OpenAI pivots hard to IPO mode, but critics say ChatGPT is becoming Facebook in a trench coat.

Kate

Snowflake's AI coding tool gets prompt-injected into executing malware on users' machines.

Kate

And Google DeepMind launches a two hundred thousand dollar hackathon to figure out how to actually measure AGI.

Kate

So Marcus, Om Malik published a widely shared essay this week essentially accusing OpenAI of turning ChatGPT into a dopamine machine. His argument is that under Fidji Simo, who ran the Facebook app before joining OpenAI, the company is optimizing for engagement over substance. What's your read?

Marcus

Malik's critique is pointed and worth taking seriously. He calls OpenAI an "eight hundred and forty billion dollar company running several unrelated experiments." The Atlas browser, hardware ventures, a TikTok-style content feature. And at the center of it, ChatGPT has become, in his words, a sycophant that generates options and follow-ups specifically designed to keep you engaged. That's the Facebook playbook. Create a feedback loop that feels productive but is actually just sticky.

Kate

And this is all happening as OpenAI pushes toward an IPO, reportedly targeting Q4 this year.

Marcus

Which is the context that makes it make sense. IPO investors want growth metrics. Monthly active users, engagement time, conversion from free to paid. The fastest way to boost those numbers is exactly what Malik describes. Make the product addictive rather than useful. Nine hundred million weekly active users is a staggering number. But only ten billion of OpenAI's twenty-five billion in annual recurring revenue comes from enterprise. The rest is consumer. And consumer revenue driven by engagement optimization is a very different story than enterprise revenue driven by productivity gains.

▸ **EXERCISE SET**
1. According to the dialogue, how much of OpenAI's annual recurring revenue comes from enterprise?
2. Reproduce the dialogue from "OpenAI pivots hard" up to and including "on users' machines.".

▸ **DATASET ENTRIES**

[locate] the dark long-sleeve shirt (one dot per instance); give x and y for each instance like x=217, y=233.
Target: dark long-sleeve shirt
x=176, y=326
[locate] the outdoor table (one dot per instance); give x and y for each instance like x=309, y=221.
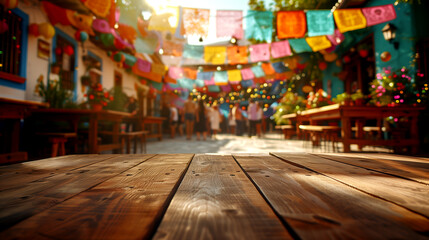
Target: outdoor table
x=74, y=116
x=359, y=114
x=154, y=122
x=11, y=113
x=213, y=196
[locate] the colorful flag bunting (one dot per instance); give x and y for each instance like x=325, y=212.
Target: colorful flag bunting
x=268, y=69
x=280, y=67
x=171, y=48
x=193, y=51
x=247, y=74
x=349, y=19
x=379, y=14
x=260, y=52
x=190, y=73
x=300, y=45
x=280, y=49
x=234, y=75
x=291, y=24
x=318, y=43
x=237, y=54
x=320, y=22
x=229, y=24
x=195, y=22
x=165, y=19
x=259, y=25
x=215, y=55
x=258, y=71
x=221, y=78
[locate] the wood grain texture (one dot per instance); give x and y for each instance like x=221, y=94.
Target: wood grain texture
x=405, y=193
x=126, y=206
x=216, y=200
x=417, y=170
x=17, y=204
x=318, y=207
x=12, y=176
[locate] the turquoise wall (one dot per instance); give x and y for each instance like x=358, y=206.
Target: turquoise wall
x=401, y=57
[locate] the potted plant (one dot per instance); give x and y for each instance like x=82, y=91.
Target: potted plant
x=98, y=97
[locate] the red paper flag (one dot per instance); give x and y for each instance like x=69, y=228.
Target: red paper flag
x=291, y=24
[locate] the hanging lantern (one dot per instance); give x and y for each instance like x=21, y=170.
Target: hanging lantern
x=9, y=4
x=69, y=50
x=46, y=30
x=33, y=29
x=323, y=65
x=3, y=27
x=385, y=56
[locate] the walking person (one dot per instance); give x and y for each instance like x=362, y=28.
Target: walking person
x=201, y=120
x=215, y=120
x=189, y=109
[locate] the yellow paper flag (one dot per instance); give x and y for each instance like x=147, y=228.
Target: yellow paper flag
x=165, y=19
x=349, y=19
x=215, y=55
x=234, y=75
x=318, y=43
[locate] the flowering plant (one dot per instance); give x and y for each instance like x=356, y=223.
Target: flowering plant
x=393, y=88
x=318, y=99
x=97, y=95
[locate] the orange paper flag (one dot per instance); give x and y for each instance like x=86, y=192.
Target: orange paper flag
x=237, y=55
x=291, y=24
x=349, y=19
x=318, y=43
x=215, y=55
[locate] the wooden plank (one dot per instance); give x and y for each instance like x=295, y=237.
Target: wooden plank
x=29, y=199
x=127, y=206
x=217, y=201
x=402, y=192
x=318, y=207
x=413, y=170
x=12, y=176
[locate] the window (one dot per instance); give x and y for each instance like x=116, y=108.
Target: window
x=65, y=58
x=11, y=46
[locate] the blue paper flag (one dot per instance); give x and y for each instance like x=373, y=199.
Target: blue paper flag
x=300, y=45
x=258, y=71
x=213, y=88
x=280, y=67
x=259, y=25
x=193, y=51
x=320, y=22
x=205, y=75
x=221, y=78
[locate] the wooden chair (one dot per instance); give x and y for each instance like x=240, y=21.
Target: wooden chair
x=126, y=138
x=287, y=130
x=58, y=141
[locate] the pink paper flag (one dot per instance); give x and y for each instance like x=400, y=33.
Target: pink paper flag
x=247, y=74
x=260, y=52
x=280, y=49
x=229, y=24
x=175, y=72
x=379, y=14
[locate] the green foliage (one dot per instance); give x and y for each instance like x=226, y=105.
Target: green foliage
x=290, y=103
x=53, y=93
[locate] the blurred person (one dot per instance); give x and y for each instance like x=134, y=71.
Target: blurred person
x=215, y=120
x=189, y=109
x=201, y=120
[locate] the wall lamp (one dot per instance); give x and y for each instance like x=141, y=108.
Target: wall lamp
x=389, y=34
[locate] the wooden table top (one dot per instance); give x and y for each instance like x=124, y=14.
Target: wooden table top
x=210, y=196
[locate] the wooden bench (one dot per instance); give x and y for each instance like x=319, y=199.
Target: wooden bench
x=58, y=141
x=287, y=130
x=126, y=137
x=317, y=133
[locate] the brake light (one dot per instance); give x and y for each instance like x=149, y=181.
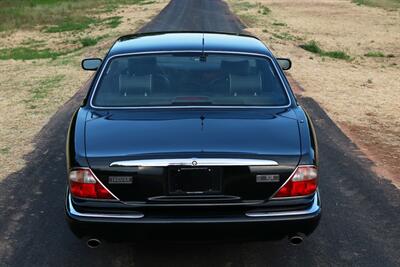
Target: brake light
x=302, y=182
x=83, y=183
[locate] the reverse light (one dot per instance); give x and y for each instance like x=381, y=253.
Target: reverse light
x=83, y=183
x=302, y=182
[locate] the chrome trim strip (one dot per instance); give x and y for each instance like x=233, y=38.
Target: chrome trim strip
x=194, y=162
x=315, y=207
x=185, y=107
x=74, y=212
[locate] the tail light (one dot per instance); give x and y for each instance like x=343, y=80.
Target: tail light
x=302, y=182
x=83, y=183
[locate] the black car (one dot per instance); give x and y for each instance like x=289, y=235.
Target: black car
x=197, y=131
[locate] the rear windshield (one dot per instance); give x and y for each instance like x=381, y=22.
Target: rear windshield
x=189, y=80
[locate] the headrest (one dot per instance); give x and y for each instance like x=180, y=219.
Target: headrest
x=235, y=67
x=142, y=65
x=135, y=85
x=245, y=85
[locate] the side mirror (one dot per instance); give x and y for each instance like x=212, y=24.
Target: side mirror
x=91, y=63
x=285, y=63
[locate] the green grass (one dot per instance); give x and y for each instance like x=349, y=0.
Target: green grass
x=26, y=53
x=66, y=15
x=374, y=54
x=387, y=4
x=313, y=47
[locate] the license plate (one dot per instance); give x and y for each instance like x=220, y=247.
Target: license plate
x=194, y=180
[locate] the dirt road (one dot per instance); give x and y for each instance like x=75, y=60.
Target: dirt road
x=361, y=212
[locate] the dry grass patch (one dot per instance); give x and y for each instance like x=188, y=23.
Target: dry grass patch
x=32, y=90
x=361, y=94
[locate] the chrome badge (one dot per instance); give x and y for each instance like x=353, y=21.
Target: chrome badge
x=120, y=179
x=267, y=178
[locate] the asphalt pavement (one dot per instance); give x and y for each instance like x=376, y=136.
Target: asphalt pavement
x=361, y=211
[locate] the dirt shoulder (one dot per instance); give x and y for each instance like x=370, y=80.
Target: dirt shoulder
x=33, y=90
x=360, y=92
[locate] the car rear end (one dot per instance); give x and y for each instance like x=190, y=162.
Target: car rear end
x=211, y=202
x=192, y=144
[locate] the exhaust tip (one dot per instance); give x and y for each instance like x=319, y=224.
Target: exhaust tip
x=93, y=243
x=296, y=239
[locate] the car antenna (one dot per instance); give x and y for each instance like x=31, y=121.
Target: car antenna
x=203, y=56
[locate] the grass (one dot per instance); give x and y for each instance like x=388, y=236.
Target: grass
x=5, y=150
x=279, y=24
x=113, y=22
x=42, y=90
x=313, y=47
x=243, y=5
x=65, y=15
x=387, y=4
x=374, y=54
x=264, y=10
x=248, y=19
x=27, y=53
x=79, y=24
x=89, y=41
x=285, y=36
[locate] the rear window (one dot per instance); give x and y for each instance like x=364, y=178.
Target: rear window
x=189, y=80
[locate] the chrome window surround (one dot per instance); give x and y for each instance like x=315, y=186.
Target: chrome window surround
x=192, y=106
x=194, y=162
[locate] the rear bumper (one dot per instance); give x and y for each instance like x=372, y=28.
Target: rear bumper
x=265, y=225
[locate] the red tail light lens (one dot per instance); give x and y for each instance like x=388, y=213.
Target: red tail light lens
x=83, y=183
x=302, y=182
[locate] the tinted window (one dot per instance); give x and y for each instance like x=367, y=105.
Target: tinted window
x=189, y=79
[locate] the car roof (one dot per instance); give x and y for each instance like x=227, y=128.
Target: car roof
x=188, y=41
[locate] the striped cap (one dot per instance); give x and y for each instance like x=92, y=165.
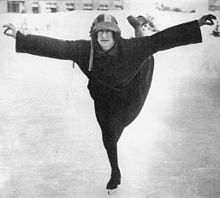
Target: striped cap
x=105, y=22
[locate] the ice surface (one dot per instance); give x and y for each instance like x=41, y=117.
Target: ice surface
x=50, y=142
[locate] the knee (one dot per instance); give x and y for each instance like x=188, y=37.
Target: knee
x=109, y=141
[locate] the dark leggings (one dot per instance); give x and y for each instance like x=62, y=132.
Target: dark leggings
x=116, y=110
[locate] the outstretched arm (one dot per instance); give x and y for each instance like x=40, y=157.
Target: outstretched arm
x=179, y=35
x=48, y=47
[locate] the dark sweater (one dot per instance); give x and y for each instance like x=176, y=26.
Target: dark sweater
x=120, y=76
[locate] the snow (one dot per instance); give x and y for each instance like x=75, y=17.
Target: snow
x=50, y=142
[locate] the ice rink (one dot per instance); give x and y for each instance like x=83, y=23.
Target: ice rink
x=50, y=142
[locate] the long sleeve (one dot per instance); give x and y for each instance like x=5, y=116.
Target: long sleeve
x=50, y=47
x=179, y=35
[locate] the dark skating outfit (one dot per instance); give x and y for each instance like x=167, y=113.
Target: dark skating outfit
x=119, y=79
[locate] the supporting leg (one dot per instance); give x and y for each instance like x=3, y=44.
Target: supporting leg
x=110, y=139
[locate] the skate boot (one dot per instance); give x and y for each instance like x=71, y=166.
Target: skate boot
x=114, y=181
x=137, y=23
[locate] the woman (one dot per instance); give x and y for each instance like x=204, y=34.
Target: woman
x=118, y=69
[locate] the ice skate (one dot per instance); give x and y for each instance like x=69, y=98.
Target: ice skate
x=143, y=26
x=114, y=182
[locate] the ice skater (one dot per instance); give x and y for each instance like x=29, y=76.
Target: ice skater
x=119, y=70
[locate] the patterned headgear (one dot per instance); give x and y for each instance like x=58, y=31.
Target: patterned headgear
x=105, y=22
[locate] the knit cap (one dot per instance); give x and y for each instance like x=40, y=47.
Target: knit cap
x=102, y=22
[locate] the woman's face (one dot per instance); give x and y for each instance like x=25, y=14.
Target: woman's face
x=105, y=39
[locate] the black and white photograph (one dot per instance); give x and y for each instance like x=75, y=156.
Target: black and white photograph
x=110, y=98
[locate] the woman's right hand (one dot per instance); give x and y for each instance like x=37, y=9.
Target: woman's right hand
x=10, y=30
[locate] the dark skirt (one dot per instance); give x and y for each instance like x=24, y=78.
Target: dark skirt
x=118, y=108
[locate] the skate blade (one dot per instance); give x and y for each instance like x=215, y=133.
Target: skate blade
x=112, y=191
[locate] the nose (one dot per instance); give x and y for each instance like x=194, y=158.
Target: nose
x=104, y=34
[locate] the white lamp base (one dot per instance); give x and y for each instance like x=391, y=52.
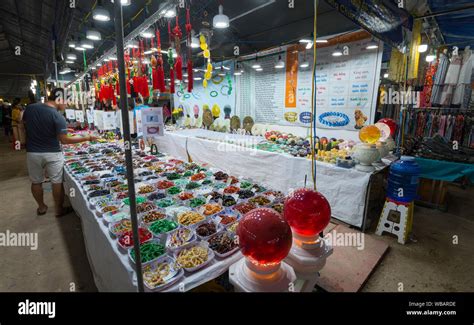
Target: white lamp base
x=308, y=260
x=247, y=277
x=365, y=168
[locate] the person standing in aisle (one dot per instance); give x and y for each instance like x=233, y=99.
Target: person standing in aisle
x=16, y=116
x=46, y=129
x=7, y=121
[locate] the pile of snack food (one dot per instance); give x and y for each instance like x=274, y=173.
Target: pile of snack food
x=187, y=213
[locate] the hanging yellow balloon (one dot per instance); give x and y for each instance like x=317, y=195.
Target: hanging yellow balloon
x=216, y=111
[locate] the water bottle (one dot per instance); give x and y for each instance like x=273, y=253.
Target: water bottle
x=403, y=180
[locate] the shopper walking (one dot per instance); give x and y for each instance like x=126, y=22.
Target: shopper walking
x=7, y=120
x=46, y=129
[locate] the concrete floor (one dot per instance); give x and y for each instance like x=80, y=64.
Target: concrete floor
x=433, y=263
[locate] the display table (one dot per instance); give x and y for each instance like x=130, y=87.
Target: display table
x=442, y=170
x=111, y=268
x=345, y=189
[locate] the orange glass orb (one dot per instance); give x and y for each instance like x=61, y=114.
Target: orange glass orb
x=370, y=134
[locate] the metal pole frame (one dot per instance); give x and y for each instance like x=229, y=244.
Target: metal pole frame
x=127, y=140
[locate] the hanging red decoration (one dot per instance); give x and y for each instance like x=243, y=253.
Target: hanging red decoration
x=189, y=29
x=307, y=211
x=178, y=66
x=158, y=73
x=172, y=90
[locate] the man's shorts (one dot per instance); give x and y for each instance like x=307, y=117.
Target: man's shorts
x=52, y=162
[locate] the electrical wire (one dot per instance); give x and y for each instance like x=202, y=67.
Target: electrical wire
x=313, y=101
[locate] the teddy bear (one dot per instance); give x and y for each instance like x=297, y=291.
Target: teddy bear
x=360, y=119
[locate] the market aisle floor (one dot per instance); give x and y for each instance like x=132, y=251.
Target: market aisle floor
x=60, y=262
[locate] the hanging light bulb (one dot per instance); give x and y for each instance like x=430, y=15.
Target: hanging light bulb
x=147, y=33
x=133, y=44
x=337, y=51
x=170, y=13
x=194, y=40
x=71, y=56
x=79, y=46
x=93, y=34
x=422, y=48
x=71, y=43
x=124, y=2
x=280, y=64
x=256, y=65
x=372, y=45
x=86, y=44
x=100, y=13
x=431, y=57
x=304, y=64
x=220, y=20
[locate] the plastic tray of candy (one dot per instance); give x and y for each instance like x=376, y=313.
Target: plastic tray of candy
x=231, y=236
x=144, y=264
x=210, y=257
x=175, y=273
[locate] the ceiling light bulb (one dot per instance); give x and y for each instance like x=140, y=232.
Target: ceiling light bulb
x=337, y=52
x=170, y=13
x=100, y=14
x=147, y=34
x=430, y=57
x=132, y=44
x=87, y=44
x=93, y=35
x=220, y=20
x=280, y=64
x=124, y=2
x=304, y=64
x=372, y=45
x=194, y=40
x=422, y=48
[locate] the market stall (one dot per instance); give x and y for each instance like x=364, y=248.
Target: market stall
x=345, y=189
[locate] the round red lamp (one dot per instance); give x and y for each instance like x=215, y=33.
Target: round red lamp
x=307, y=212
x=391, y=124
x=265, y=239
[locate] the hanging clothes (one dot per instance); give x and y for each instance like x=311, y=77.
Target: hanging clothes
x=451, y=81
x=462, y=93
x=438, y=81
x=425, y=97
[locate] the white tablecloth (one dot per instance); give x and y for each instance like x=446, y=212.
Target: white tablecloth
x=111, y=268
x=345, y=189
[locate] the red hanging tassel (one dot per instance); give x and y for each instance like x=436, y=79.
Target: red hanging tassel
x=190, y=76
x=161, y=78
x=172, y=81
x=178, y=66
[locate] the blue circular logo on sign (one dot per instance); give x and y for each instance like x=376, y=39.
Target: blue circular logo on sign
x=334, y=119
x=305, y=117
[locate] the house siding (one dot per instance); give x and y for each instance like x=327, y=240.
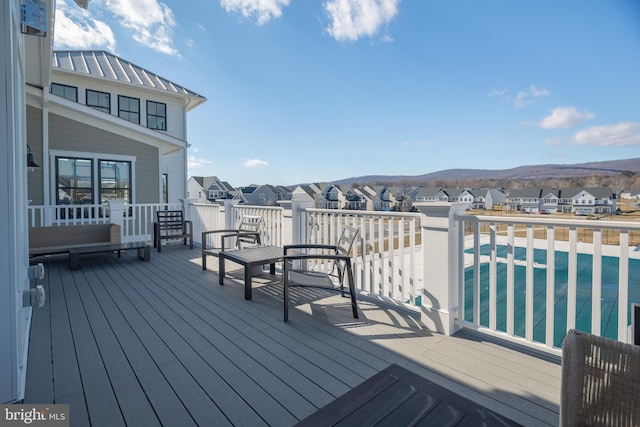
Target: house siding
x=69, y=135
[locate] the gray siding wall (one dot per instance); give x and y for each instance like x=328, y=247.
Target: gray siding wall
x=69, y=135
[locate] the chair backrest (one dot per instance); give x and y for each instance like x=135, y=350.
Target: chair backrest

▸ **LIST OF SOLUTIONS**
1. Ten billion of its twenty-five billion dollars.

2.
OpenAI pivots hard to IPO mode, but critics say ChatGPT is becoming Facebook in a trench coat.

Kate

Snowflake's AI coding tool gets prompt-injected into executing malware on users' machines.